>> Start TEXT PROVIDED

For those of you still reading, thanks for sticking around. Now my dilemma is this: how should I maintain the contact with her? We're trying to be friends, but I still love her. She feels only friendship towards me. I think that the combination of not having any real time together along with life's frustrations are standing in the way between us. If I give her space, we won't have a way to have good quality time together. Also, I've done a 180 in my life, and I want her to see this. If I talk to her fairly often, I won't give her the chance to really miss me. Plus, she's 250 miles away. Any advice is greatly appreciated... Thank you all.


----------



## F-102

As cold as it sounds-forget her. She doesn't sound like someone who stands up to stress very well, and that no matter how good her decisions are, she will always be second-guessing herself. Plus, there is the added danger that she has proven to herself that she can attract other, more "successful" men. 

Of course, I am a bridge burner, and I have never regretted my policy of completely cutting exes out of my life, but then again, I'm not you.

But it sounds like you are a level-headed guy, and you are improving yourself. I'd say, find someone else.


----------



## jeffsmith77

Forgetting her is easier said than done, and I don't think I'm at that point. She's going through a difficult time in her life. I think she needs help with how she handles stress, and once things start to move forward in her life, maybe she'll realize this. If her mind was clear, life was going well, and she made the decision to end the relationship, then forgetting her would be simpler. She's had a pretty easy life, and this is her first real challenge. We'll see what she's like when she emerges. If she doesn't learn anything, then that's a clear sign to go my own way.

I can find someone else, but I'm still processing the separation. If you were to ask me how our relationship was a month before she left, I would've said things were great. And I think she'd say she was happy too.


----------



## jeffsmith77

I'm hoping to kick-start this post... Anyone have any advice? Thank you.

>> End TEXT PROVIDED
>> Start EXTRACTED INFORMATION

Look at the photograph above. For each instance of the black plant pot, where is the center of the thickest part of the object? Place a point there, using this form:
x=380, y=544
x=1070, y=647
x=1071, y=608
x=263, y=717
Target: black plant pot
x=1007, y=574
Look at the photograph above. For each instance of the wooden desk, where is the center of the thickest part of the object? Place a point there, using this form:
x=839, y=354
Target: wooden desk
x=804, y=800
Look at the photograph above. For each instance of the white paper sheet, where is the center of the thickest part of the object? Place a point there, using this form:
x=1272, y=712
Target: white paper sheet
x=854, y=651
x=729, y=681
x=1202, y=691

>> End EXTRACTED INFORMATION
>> Start EXTRACTED INFORMATION

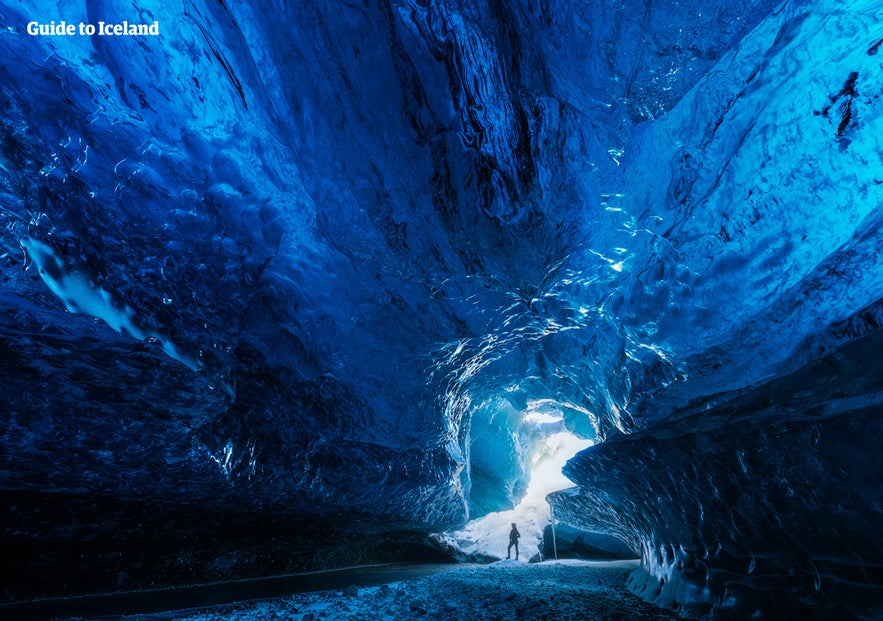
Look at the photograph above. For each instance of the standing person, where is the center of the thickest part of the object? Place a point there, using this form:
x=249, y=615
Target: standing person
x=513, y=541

>> End EXTRACTED INFORMATION

In the forum thread above, how far away is the woman discussed in the first post? Please answer briefly.

She is 250 miles away.